*** Input for this task

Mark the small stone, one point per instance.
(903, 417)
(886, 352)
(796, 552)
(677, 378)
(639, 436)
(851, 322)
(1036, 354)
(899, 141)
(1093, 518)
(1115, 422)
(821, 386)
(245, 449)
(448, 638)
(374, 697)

******
*** Input for this task

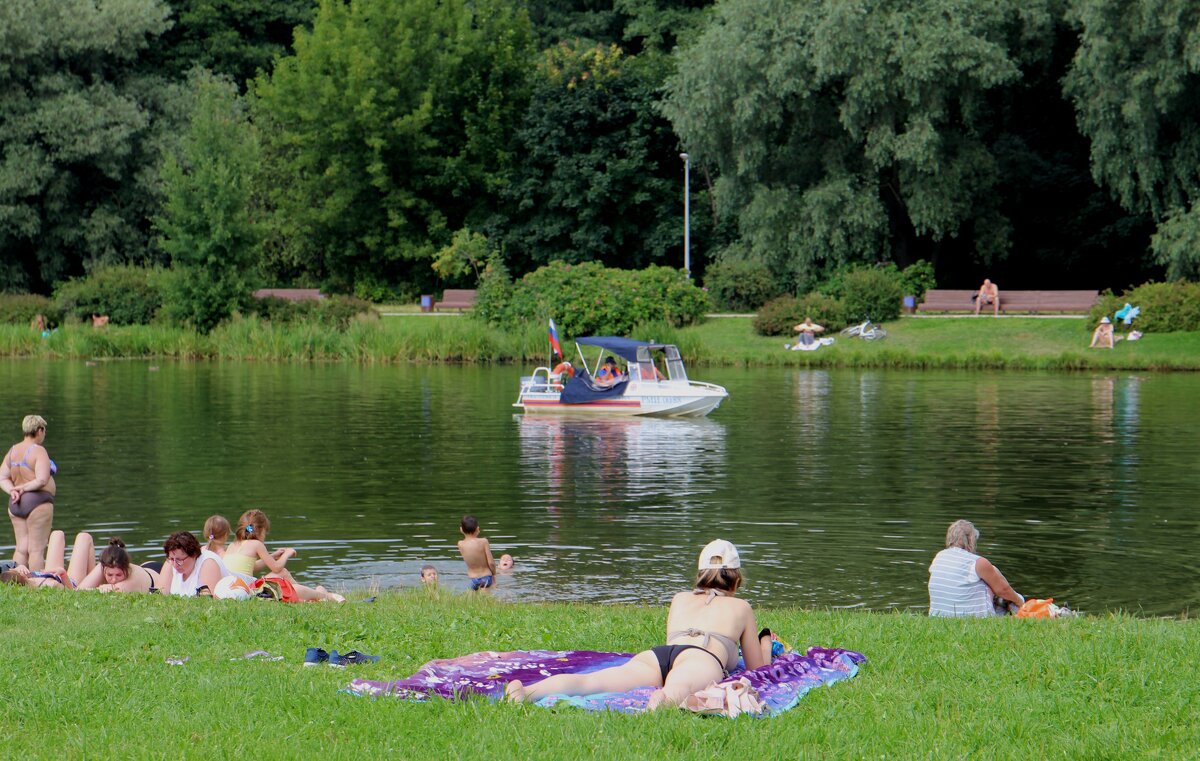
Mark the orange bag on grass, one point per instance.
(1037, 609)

******

#### What is needed:
Turn everything from the line containing "Mark the orange" down to the line containing "(1037, 609)" into a JSON list of strings, one string per line, skipping any blank lines.

#### Exercise answer:
[
  "Mark the orange bag on grass, one point per instance.",
  "(1037, 609)"
]